> [EXERCISE REQUIREMENTS] Change every "innermost point" in the records below to "center", and leave everything else as it is.

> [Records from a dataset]
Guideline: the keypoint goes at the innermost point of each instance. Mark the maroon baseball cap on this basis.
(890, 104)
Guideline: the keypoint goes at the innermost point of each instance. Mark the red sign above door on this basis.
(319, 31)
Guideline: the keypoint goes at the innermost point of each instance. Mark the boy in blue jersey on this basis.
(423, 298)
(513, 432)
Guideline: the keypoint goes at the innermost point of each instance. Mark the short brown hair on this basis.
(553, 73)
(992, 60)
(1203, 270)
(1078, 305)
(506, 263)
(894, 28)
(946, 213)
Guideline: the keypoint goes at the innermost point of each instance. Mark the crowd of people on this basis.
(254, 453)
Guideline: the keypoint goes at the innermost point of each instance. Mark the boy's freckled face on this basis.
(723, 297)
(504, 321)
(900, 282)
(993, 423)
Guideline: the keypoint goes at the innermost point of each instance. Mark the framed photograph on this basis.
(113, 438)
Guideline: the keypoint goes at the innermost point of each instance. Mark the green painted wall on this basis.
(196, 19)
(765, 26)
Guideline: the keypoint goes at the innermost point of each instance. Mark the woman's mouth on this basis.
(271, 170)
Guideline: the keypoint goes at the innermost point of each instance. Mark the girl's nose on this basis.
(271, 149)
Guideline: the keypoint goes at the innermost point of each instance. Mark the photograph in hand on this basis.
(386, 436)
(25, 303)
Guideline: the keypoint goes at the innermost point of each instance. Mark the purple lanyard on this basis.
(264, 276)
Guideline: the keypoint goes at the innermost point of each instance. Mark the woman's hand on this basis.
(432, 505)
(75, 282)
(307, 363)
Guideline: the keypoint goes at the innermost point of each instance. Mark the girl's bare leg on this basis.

> [REPLY]
Guideline: the keypoint goes at the center of each instance. Mark the maroon baseball cap on this basis.
(890, 104)
Guideline: the keypoint goes at the center of each instance. Mark the red sign above door on this basis.
(319, 31)
Guideline: the keypoint goes at the center of each instance. Mark the boy in blue jersey on this basis.
(423, 298)
(513, 432)
Guideline: the keypoint goes at the center of each instance. Mark the short brown hair on this basis.
(553, 73)
(992, 60)
(1203, 270)
(1078, 305)
(506, 263)
(894, 28)
(946, 213)
Guideline: the keypoint goes at the center of each instance. Mark the crowd of people on this basis.
(254, 453)
Guideline: the keypoint goes at the center of each instance. Mark the boy's freckled face on this basis.
(723, 297)
(504, 321)
(900, 282)
(993, 423)
Guideline: the keypoint goes at the center of each instance. Mark the framed photograph on this basis.
(113, 438)
Guideline: the keypoint goes at the center of each instance. Mark the green painted wall on this basis.
(196, 19)
(765, 26)
Guideline: the keypoint goes at the center of each instance. Mark the woman's mouth on this basis.
(271, 170)
Guideline: the keypoint goes at the center of each instance. Mark the girl's nose on this basis.
(271, 149)
Guideline: the keypoint goes at the center of each instance. Mark the photograph in hand on this basis.
(386, 436)
(25, 303)
Guideline: the keypoint goes at the center of each instance. Mark the purple lanyard on this basis.
(264, 276)
Guideline: the keypoint goes at the center of each instance. Mark the woman's hand on this basis.
(432, 505)
(75, 282)
(307, 363)
Guideline: the keypoint goes at the center of each instance. Mark the girl's bare leg on this basis.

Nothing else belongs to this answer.